A intenção de contratar é a mais baixa desde junho de 2021 e a de investir, a menor desde setembro de 2021.

O cenário para o crédito, com juros altos e inadimplência elevada, também passou a preocupar mais o setor depois da crise das Americanas. “Os juros altos alavancaram os negócios e o grande varejo acendeu um alerta para uma possível crise de crédito no setor”, afirma a economista Izis Ferreira, também da CNC.

O desempenho mais fraco deve se refletir em resultados mais tímidos para as empresas do setor, aponta o analista de varejo do Inter, Breno de Paula. A temporada é de divulgação dos resultados do quarto trimestre.

“No varejo alimentar, apesar da estabilização da inflação de alimentos, os preços ainda seguem elevados. O resultado financeiro continua pressionado, mas o lucro líquido e a geração de caixa devem refletir o período de forte sazonalidade (4.° trimestre de 2022). Para o vestuário, o resultado deve vir mais uma vez pressionado. O trimestre foi afetado pelo baixo fluxo de pessoas nos shoppings durante o período de Copa do Mundo e pelo clima mais frio que o habitual. Por fim, o e-commerce também sofreu com o baixo fluxo de consumidores durante a Copa”, diz o analista.

O desempenho do comércio piora se forem incluídas as vendas de material de construção e de veículos, motocicletas, partes e peças, que, com o varejo convencional, compõem o chamado comércio varejista ampliado. Segundo o IBGE, o volume de vendas caiu 0,6% na passagem de novembro para dezembro, e também no acumulado do ano.

A Associação Brasileira da Indústria de Materiais de Construção (Abramat) aponta que a perda do poder de compra das famílias em um contexto de inflação persistente fez com que elas postergassem investimentos.

As vendas de veículos para o mercado interno atingiram 2,1 milhões de unidades em 2022, 0,7% abaixo de 2021, confirmando um quadro de estabilidade projetado pela Associação Nacional de Fabricantes de Veículos Automotores (Anfavea) desde a metade do ano passado.

Indústria sem resultados para comemorar

Um dos setores que está sentindo mais fortemente os efeitos do desaquecimento da atividade econômica é a indústria. A produção em dezembro ficou estável em relação ao mês anterior, aponta o IBGE. É o quarto resultado não positivo em cinco meses.

No quarto trimestre, o desempenho foi 0,5% inferior ao do trimestre anterior, ficando 1,3% abaixo do nível de dezembro de 2021 e 2,2% aquém do nível pré-pandemia, aponta a XP Investimentos.

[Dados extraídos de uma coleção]
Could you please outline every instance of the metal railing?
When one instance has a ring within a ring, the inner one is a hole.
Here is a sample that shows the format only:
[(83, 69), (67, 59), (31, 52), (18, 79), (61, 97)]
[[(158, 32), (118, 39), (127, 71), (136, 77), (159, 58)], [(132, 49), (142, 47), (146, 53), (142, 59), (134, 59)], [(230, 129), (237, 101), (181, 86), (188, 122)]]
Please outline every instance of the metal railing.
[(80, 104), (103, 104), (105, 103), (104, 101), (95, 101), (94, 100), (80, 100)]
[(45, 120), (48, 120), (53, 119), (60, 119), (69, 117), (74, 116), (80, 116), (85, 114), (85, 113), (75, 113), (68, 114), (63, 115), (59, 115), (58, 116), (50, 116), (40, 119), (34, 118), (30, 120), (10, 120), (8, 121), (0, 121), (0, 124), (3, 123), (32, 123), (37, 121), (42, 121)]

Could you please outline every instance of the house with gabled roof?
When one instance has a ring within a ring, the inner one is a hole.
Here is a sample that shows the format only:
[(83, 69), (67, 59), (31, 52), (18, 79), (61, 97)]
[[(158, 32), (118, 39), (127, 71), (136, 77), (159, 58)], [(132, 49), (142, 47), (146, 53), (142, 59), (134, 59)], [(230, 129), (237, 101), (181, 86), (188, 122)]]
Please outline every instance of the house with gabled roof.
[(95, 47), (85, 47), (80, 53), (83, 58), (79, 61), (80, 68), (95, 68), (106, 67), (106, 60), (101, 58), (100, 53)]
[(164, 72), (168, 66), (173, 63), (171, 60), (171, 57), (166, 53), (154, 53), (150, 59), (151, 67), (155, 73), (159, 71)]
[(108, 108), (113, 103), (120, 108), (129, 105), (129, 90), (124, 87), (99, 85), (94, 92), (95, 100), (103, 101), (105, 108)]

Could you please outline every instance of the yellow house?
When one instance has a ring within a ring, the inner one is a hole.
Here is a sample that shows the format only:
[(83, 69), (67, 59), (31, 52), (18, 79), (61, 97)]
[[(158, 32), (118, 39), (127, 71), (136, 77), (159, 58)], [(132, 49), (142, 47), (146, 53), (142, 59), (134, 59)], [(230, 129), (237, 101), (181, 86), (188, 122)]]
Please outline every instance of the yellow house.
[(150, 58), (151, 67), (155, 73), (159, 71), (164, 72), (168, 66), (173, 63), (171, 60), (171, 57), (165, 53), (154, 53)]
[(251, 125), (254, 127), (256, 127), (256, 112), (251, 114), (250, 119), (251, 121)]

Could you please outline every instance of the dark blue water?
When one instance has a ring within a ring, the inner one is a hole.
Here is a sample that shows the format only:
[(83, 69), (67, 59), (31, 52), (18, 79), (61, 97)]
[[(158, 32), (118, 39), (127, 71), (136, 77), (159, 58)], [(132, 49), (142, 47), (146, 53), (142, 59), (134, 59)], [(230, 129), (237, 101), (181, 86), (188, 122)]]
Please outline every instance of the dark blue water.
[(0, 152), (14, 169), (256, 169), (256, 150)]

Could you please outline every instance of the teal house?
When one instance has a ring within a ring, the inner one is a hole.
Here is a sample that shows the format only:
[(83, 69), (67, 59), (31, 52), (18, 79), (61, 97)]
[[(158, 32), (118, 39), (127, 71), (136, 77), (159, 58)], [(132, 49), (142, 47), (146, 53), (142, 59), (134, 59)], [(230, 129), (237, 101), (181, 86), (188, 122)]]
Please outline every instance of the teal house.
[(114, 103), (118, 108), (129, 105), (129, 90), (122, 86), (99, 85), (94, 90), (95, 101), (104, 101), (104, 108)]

### Enunciado 1
Responda com base no texto sobre comércio e indústria:
(a) Segundo o IBGE, quanto caiu o volume de vendas do comércio varejista ampliado de novembro para dezembro?
(b) Quantas unidades de veículos foram vendidas para o mercado interno em 2022?
(c) Segundo a XP Investimentos, quanto o desempenho da indústria no quarto trimestre ficou abaixo do trimestre anterior?
### Enunciado 2
Copie do texto sobre comércio e indústria o trecho que começa em "O cenário para" e termina em "do quarto trimestre.".

### Resposta 1
(a) Caiu 0,6%.
(b) 2,1 milhões de unidades.
(c) Ficou 0,5% abaixo.

### Resposta 2
O cenário para o crédito, com juros altos e inadimplência elevada, também passou a preocupar mais o setor depois da crise das Americanas. “Os juros altos alavancaram os negócios e o grande varejo acendeu um alerta para uma possível crise de crédito no setor”, afirma a economista Izis Ferreira, também da CNC.

O desempenho mais fraco deve se refletir em resultados mais tímidos para as empresas do setor, aponta o analista de varejo do Inter, Breno de Paula. A temporada é de divulgação dos resultados do quarto trimestre.